◆ **Short task**
Report how many lines of the data below contain the string "fill". Reply with the number only.

====

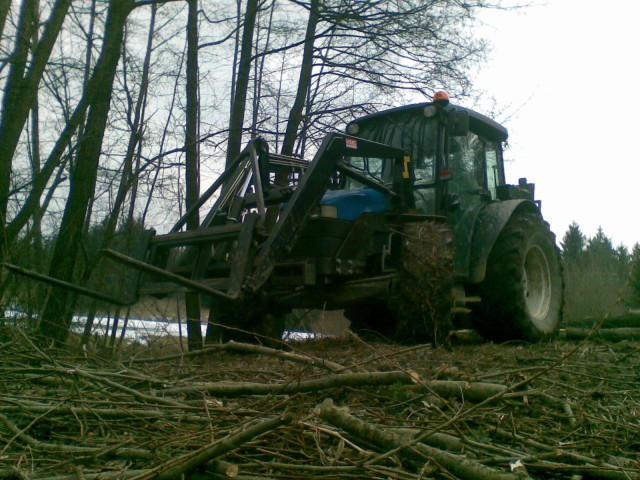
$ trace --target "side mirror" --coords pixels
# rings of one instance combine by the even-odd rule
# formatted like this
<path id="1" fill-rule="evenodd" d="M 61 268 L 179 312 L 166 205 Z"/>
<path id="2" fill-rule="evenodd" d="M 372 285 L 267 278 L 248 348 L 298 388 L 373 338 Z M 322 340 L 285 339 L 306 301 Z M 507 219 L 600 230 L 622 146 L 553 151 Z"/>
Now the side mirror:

====

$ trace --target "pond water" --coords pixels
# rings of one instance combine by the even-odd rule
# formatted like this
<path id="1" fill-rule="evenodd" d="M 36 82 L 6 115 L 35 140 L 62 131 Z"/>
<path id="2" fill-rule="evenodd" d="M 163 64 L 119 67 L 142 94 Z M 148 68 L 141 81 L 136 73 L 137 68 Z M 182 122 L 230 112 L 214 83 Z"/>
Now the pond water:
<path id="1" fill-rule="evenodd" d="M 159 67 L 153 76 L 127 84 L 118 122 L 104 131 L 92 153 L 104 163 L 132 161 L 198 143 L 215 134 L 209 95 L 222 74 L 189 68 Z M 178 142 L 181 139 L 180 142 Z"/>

====

◆ **Exercise output**
5